#### Description of the task:
Copy out every one of the lines below, word for word.
─── Source material
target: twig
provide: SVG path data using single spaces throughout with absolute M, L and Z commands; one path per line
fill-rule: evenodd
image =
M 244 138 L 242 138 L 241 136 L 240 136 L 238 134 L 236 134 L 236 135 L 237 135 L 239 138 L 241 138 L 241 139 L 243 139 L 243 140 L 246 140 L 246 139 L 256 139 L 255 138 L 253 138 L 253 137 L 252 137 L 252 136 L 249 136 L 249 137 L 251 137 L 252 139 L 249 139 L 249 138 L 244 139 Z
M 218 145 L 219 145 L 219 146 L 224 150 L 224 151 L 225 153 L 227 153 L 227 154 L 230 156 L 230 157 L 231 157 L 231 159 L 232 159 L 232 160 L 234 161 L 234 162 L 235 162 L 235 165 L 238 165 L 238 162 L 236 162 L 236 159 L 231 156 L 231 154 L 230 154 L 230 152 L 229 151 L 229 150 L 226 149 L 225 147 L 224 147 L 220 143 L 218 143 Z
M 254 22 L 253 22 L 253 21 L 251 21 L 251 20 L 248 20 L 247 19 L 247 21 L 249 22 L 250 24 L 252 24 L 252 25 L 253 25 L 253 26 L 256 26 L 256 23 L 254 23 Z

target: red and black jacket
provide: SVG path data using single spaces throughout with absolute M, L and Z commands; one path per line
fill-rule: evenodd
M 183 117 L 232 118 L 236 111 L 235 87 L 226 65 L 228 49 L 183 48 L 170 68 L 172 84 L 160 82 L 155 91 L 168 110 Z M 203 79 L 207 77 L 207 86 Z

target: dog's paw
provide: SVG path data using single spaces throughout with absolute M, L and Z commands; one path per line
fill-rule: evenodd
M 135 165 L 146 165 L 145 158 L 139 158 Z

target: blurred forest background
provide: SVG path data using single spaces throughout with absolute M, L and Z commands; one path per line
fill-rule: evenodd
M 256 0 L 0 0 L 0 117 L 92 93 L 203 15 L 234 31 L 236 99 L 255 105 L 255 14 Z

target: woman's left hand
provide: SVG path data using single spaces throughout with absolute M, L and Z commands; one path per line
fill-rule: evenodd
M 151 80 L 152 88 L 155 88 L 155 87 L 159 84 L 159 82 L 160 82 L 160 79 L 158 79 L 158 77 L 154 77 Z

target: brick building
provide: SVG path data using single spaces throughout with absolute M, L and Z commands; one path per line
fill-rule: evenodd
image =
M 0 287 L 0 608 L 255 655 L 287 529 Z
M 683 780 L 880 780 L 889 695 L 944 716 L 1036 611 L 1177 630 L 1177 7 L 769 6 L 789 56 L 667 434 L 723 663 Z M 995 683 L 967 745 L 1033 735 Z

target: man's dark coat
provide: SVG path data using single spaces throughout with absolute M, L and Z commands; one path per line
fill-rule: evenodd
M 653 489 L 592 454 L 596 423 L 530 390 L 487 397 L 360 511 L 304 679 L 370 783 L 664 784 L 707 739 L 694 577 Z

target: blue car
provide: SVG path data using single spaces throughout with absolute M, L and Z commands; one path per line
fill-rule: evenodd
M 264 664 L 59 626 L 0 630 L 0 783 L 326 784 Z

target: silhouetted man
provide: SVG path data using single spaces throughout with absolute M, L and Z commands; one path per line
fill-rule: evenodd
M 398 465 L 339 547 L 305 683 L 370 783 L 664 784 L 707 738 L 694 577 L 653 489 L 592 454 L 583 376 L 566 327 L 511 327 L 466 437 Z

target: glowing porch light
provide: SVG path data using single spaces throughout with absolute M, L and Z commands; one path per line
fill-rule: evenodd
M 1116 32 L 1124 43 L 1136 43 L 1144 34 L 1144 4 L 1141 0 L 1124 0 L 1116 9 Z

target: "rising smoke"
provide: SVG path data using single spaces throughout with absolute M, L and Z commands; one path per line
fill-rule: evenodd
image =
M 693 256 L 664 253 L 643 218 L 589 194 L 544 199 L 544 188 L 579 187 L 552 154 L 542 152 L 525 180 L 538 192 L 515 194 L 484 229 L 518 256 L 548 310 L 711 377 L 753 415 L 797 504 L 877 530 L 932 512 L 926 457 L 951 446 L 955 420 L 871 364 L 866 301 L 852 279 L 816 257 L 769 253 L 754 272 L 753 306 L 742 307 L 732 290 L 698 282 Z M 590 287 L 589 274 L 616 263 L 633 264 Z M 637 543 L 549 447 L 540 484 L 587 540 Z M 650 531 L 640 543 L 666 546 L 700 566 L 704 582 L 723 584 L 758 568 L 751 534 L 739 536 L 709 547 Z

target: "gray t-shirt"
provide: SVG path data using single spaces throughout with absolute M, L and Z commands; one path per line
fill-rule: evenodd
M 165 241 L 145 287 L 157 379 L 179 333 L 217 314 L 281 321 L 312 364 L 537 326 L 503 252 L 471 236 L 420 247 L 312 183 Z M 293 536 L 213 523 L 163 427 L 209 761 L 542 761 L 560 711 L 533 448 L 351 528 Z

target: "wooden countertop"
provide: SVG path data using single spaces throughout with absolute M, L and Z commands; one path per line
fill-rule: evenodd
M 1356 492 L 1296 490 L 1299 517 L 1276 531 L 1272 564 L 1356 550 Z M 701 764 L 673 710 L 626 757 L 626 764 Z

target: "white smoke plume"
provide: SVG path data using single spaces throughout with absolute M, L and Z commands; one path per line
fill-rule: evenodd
──────
#### Written answer:
target: twig
provide: SVG path data using single spaces throughout with absolute M, L and Z commands; one path per line
fill-rule: evenodd
image =
M 244 138 L 242 138 L 241 136 L 240 136 L 238 134 L 236 134 L 236 135 L 237 135 L 239 138 L 241 138 L 241 139 L 243 139 L 243 140 L 246 140 L 246 139 L 256 139 L 255 138 L 253 138 L 253 137 L 252 137 L 252 136 L 249 136 L 249 137 L 251 137 L 252 139 L 249 139 L 249 138 L 244 139 Z
M 218 145 L 219 145 L 219 146 L 224 150 L 224 151 L 225 153 L 227 153 L 227 154 L 230 156 L 230 157 L 231 157 L 231 159 L 232 159 L 232 160 L 234 161 L 234 162 L 235 162 L 235 165 L 238 165 L 238 162 L 236 162 L 236 159 L 231 156 L 231 154 L 230 154 L 230 152 L 229 151 L 229 150 L 226 149 L 225 147 L 224 147 L 220 143 L 218 143 Z
M 254 22 L 253 22 L 253 21 L 251 21 L 251 20 L 248 20 L 247 19 L 247 21 L 249 22 L 250 24 L 252 24 L 252 25 L 253 25 L 253 26 L 256 26 L 256 23 L 254 23 Z

target: red and black jacket
provide: SVG path data using single spaces throughout with absolute M, L and Z commands; one path per line
fill-rule: evenodd
M 183 117 L 232 118 L 236 111 L 235 87 L 226 65 L 228 49 L 183 48 L 170 68 L 172 84 L 160 82 L 155 91 L 168 110 Z M 203 79 L 207 77 L 207 86 Z

target: dog's paw
provide: SVG path data using single spaces throughout with absolute M, L and Z commands; one path per line
fill-rule: evenodd
M 135 165 L 146 165 L 145 158 L 139 158 Z

target: blurred forest background
provide: SVG path data using single spaces throughout with absolute M, L and Z commands; one path per line
fill-rule: evenodd
M 256 0 L 0 0 L 0 117 L 92 93 L 203 15 L 234 31 L 236 99 L 255 105 L 255 14 Z

target: woman's left hand
provide: SVG path data using single spaces throughout with absolute M, L and Z commands; one path per line
fill-rule: evenodd
M 151 80 L 152 88 L 155 88 L 155 87 L 159 84 L 159 82 L 160 82 L 160 79 L 158 79 L 158 77 L 154 77 Z

target: brick building
provide: SVG path data using single spaces throughout with absolute M, L and Z commands; one path per line
fill-rule: evenodd
image =
M 0 287 L 0 608 L 255 655 L 287 529 Z
M 683 780 L 880 780 L 889 695 L 944 716 L 1036 611 L 1177 630 L 1177 7 L 769 6 L 789 56 L 667 434 L 723 663 Z M 995 683 L 967 745 L 1033 735 Z

target: man's dark coat
provide: SVG path data using single spaces throughout with absolute M, L and Z commands; one path per line
fill-rule: evenodd
M 653 489 L 592 454 L 596 423 L 530 390 L 487 397 L 360 511 L 304 679 L 370 783 L 664 784 L 707 739 L 694 577 Z

target: blue car
provide: SVG path data using single spaces throughout with absolute M, L and Z commands; one path per line
fill-rule: evenodd
M 264 664 L 59 626 L 0 630 L 0 783 L 326 784 Z

target: silhouetted man
provide: SVG path data using single spaces throughout with absolute M, L and Z commands; one path per line
fill-rule: evenodd
M 398 465 L 339 547 L 305 683 L 370 783 L 664 784 L 707 738 L 694 577 L 653 489 L 592 454 L 583 376 L 566 327 L 511 327 L 466 437 Z

target: glowing porch light
provide: SVG path data using single spaces throughout with absolute M, L and Z commands; one path per line
fill-rule: evenodd
M 1116 32 L 1124 43 L 1136 43 L 1144 34 L 1144 4 L 1141 0 L 1124 0 L 1116 9 Z

target: "rising smoke"
provide: SVG path data using single spaces throughout with absolute M, L and Z commands; one path per line
fill-rule: evenodd
image =
M 693 256 L 664 253 L 643 218 L 589 194 L 544 199 L 544 188 L 579 187 L 552 154 L 542 152 L 525 180 L 538 192 L 515 194 L 484 229 L 518 256 L 548 310 L 711 377 L 753 415 L 797 504 L 877 530 L 932 512 L 926 457 L 951 446 L 955 420 L 871 364 L 866 301 L 852 279 L 816 257 L 769 253 L 754 272 L 753 306 L 742 307 L 732 290 L 698 282 Z M 590 287 L 589 274 L 616 263 L 633 264 Z M 637 543 L 549 447 L 540 484 L 587 540 Z M 650 531 L 640 543 L 666 546 L 700 566 L 704 582 L 723 584 L 758 568 L 751 534 L 739 536 L 709 547 Z

target: "gray t-shirt"
provide: SVG path data using single spaces throughout with absolute M, L and Z commands; one path per line
fill-rule: evenodd
M 165 241 L 145 287 L 157 379 L 179 333 L 217 314 L 281 321 L 312 364 L 537 326 L 503 252 L 471 236 L 420 247 L 312 183 Z M 293 536 L 213 523 L 163 427 L 209 761 L 542 761 L 560 711 L 533 448 L 351 528 Z

target: "wooden countertop"
provide: SVG path data using single spaces throughout with absolute M, L and Z commands; one path per line
fill-rule: evenodd
M 1356 492 L 1296 490 L 1299 517 L 1276 531 L 1272 564 L 1356 550 Z M 701 764 L 673 710 L 626 757 L 626 764 Z

target: "white smoke plume"
provide: SVG path data using single spaces throughout with absolute M, L and Z commands; one path per line
fill-rule: evenodd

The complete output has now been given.